Document excerpt:
────────────────────────────────────────

In an effort to control healthcare costs, payers are working to encourage healthier behaviors and prevent chronic conditions through member wellness programs, consumer education, digital health offerings and other initiatives.
However, in most American households, it is not consumers in general, but women in particular, who are responsible for healthcare for themselves and their families. Through a nationally representative study of more than 3,000 women who manage their family’s healthcare, Willow Research examined their experiences navigating the healthcare system in the United States: what is working well for them, where there are difficulties, and what they need to keep themselves and their families healthy.
The research was conducted from January 2020 through August 2020, in the midst of the coronavirus pandemic, and reveals the challenges these women face as they try to navigate an often-confusing system during a period of crisis. Women tell us the help they want and need to keep their families afloat, both now and in the future.
In most American households, women are the ones who are responsible for healthcare for themselves and their families. From this study, we learned:
- 46% feel “stressed out and frustrated” by the healthcare system.
- 43% prioritize their family’s healthcare over their own.
- 44% have made sacrifices in order to cover healthcare costs.
- More than half of households (57%) have at least some difficulty paying for healthcare.
- 72% say that healthcare costs are unpredictable.
- 70% of women would find it helpful to have an app or program to tell them whether something would be covered and what their out-of-pocket costs would be before point of care.

────────────────────────────────────────

Extracted records:
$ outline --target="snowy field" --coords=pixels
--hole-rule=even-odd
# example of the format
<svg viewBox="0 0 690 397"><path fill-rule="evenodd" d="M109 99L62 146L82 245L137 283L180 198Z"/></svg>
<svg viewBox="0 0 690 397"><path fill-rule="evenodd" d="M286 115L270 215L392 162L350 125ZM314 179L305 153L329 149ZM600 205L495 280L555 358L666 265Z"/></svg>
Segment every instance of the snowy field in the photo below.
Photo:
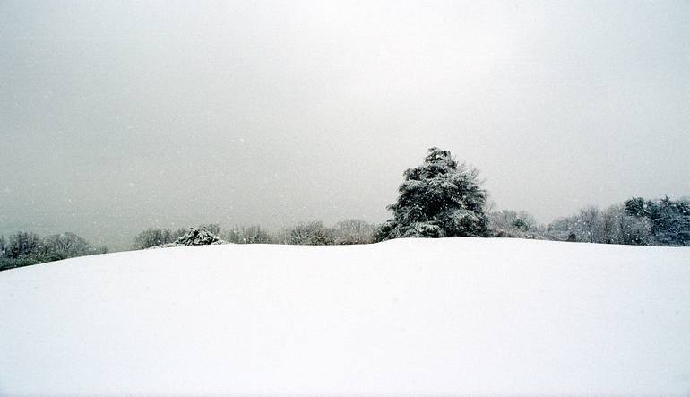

────────────────────────────────────────

What to work on:
• a. Answer these questions about the healthcare study excerpt, one per line:
(i) How many women took part in the study?
(ii) Over what period was the research conducted?
(iii) What percentage of the women say healthcare costs are unpredictable?
• b. Write the next part of the healthcare study excerpt about women who manage their family's healthcare, beginning after its final bullet point.

Answers given:
• a.
(i) More than 3,000
(ii) January 2020 through August 2020
(iii) 72%

• b.
How Providers Can Help
As we found in our recent study of payer executives, payers are hard at work trying to address the cost problem in healthcare. In addition to leveraging their core capabilities in data analytics and fostering greater collaboration with providers, payers are also encouraging their members to be healthier through a range of wellness and educational initiatives and digital health tools.
However, the present study finds that, from the consumer perspective, the challenge of high healthcare costs has not been solved. Our study of women who are healthcare decision-makers for their family finds that their greatest challenges relate to managing healthcare costs and insurance coverage. In order to ease the difficulties that women have navigating the healthcare system, these women want help from payers in the three areas below.
- Greater transparency around costs and coverage
- Financial education around healthcare financial tools
- Financial support for healthcare costs
Importantly, women are open to technological solutions to achieve greater cost transparency. Success in addressing these three needs would be welcomed across the board, but for the most precarious households, solutions aimed at greater transparency may not be sufficient. The aftermath of the pandemic is likely to leave even more in need of financial education and assistance.